• Exercise task: Write out every line of the listing below as a numbered list, skipping any blank lines and leaving the pictures out.

• Records for the task:
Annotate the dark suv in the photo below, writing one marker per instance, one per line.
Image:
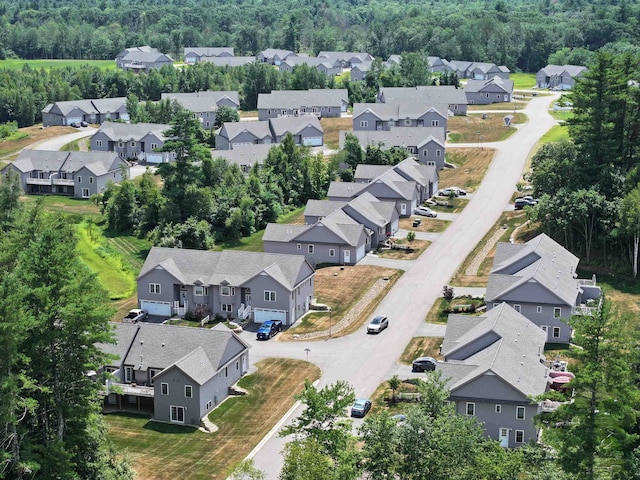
(268, 329)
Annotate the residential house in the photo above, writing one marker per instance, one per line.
(539, 280)
(424, 176)
(198, 54)
(142, 59)
(177, 374)
(78, 174)
(245, 156)
(379, 217)
(427, 144)
(346, 59)
(426, 95)
(232, 134)
(389, 186)
(234, 284)
(484, 92)
(204, 105)
(91, 111)
(274, 56)
(494, 366)
(385, 116)
(322, 103)
(559, 77)
(336, 238)
(136, 141)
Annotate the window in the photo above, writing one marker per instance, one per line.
(228, 291)
(177, 414)
(201, 291)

• Solved exercise:
1. Annotate the dark suv in the photo below, writing one marker per instance, one per line.
2. Image:
3. (268, 329)
4. Annotate the residential house in the photo above, writing one marker per instance, one per line.
5. (539, 280)
6. (424, 176)
7. (198, 54)
8. (142, 59)
9. (177, 374)
10. (78, 174)
11. (245, 156)
12. (379, 217)
13. (427, 144)
14. (346, 59)
15. (426, 95)
16. (232, 134)
17. (389, 186)
18. (234, 284)
19. (484, 92)
20. (204, 105)
21. (91, 111)
22. (274, 56)
23. (494, 366)
24. (385, 116)
25. (322, 103)
26. (559, 77)
27. (336, 238)
28. (136, 141)
29. Annotate the window in the photo above, writing one marker per instance, one per line.
30. (228, 291)
31. (177, 414)
32. (201, 291)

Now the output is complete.